> _EXERCISE TASK_
Beginning at the line that contains "In the photo above, where can the car license", reproduce every line to the end of the material without changing any of them.

> _MATERIAL_
§
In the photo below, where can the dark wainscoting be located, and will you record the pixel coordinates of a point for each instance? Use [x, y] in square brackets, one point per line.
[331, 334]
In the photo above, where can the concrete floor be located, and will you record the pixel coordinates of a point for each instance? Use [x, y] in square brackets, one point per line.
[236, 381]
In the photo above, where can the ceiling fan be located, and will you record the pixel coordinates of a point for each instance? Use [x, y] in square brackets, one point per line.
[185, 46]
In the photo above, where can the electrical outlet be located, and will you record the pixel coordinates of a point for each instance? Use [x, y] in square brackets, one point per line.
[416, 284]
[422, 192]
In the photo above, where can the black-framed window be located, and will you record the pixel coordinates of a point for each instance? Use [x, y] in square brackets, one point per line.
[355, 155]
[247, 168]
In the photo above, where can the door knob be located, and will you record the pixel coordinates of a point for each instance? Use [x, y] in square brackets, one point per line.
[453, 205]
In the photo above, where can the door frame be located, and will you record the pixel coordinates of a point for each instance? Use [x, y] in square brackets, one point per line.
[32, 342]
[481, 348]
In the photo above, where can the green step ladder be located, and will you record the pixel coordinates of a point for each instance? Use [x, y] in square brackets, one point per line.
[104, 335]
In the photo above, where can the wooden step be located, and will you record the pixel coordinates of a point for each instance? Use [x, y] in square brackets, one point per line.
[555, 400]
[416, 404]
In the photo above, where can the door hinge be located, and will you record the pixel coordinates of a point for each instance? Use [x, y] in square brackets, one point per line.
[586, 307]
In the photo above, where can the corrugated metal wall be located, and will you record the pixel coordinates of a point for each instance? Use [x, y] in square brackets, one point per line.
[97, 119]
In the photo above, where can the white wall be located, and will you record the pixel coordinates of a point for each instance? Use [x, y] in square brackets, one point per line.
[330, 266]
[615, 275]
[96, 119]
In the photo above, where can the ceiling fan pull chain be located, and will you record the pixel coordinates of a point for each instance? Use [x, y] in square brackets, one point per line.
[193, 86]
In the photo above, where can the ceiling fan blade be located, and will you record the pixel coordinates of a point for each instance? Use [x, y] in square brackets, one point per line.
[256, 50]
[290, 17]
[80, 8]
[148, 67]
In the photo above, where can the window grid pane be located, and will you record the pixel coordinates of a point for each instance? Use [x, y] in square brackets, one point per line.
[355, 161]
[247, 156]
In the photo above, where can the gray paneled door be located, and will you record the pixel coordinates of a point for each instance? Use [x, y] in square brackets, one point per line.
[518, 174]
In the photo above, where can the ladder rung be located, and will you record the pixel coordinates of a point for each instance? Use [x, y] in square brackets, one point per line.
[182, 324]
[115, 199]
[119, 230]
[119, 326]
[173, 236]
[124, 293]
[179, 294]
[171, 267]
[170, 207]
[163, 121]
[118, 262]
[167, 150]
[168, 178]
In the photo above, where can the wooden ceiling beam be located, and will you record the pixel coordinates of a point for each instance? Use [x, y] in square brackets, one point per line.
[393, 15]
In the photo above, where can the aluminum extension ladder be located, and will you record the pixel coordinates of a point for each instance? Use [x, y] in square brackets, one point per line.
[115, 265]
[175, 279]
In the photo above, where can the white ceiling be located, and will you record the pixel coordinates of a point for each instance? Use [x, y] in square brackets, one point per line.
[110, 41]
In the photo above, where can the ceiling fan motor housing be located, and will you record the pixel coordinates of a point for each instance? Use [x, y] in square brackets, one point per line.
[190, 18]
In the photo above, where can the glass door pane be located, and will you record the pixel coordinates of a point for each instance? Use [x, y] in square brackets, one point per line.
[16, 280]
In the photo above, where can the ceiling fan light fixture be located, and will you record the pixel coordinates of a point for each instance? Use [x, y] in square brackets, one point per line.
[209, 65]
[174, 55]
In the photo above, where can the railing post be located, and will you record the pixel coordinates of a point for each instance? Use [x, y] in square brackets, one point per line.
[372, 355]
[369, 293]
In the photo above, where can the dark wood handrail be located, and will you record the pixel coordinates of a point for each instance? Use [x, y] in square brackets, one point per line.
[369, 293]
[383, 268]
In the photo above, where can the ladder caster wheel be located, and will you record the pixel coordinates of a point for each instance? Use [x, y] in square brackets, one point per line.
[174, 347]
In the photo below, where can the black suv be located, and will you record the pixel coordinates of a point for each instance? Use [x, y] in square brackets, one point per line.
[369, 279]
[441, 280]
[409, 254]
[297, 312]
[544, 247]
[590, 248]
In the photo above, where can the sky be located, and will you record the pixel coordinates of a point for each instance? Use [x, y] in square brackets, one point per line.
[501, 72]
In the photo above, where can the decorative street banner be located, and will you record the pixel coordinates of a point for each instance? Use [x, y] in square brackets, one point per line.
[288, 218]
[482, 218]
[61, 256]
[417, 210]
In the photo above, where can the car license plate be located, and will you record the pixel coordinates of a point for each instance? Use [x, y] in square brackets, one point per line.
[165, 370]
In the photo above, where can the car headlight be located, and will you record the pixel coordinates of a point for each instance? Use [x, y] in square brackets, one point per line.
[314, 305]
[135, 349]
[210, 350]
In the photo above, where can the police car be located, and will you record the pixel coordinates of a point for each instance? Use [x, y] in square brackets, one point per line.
§
> _EXPECTED ANSWER_
In the photo above, where can the car license plate be located, and will you record the pixel coordinates of a point for each instance? Use [x, y] in square brackets, one point per line.
[165, 370]
In the photo above, where can the car headlight be located, and will you record the pixel coordinates of a point for each instance? Use [x, y] in square brackets, one point per line.
[314, 305]
[135, 349]
[210, 350]
In the photo above, where can the police car be located, and will you record the pixel coordinates of a point for each instance? Use [x, y] in square brackets, one point per line.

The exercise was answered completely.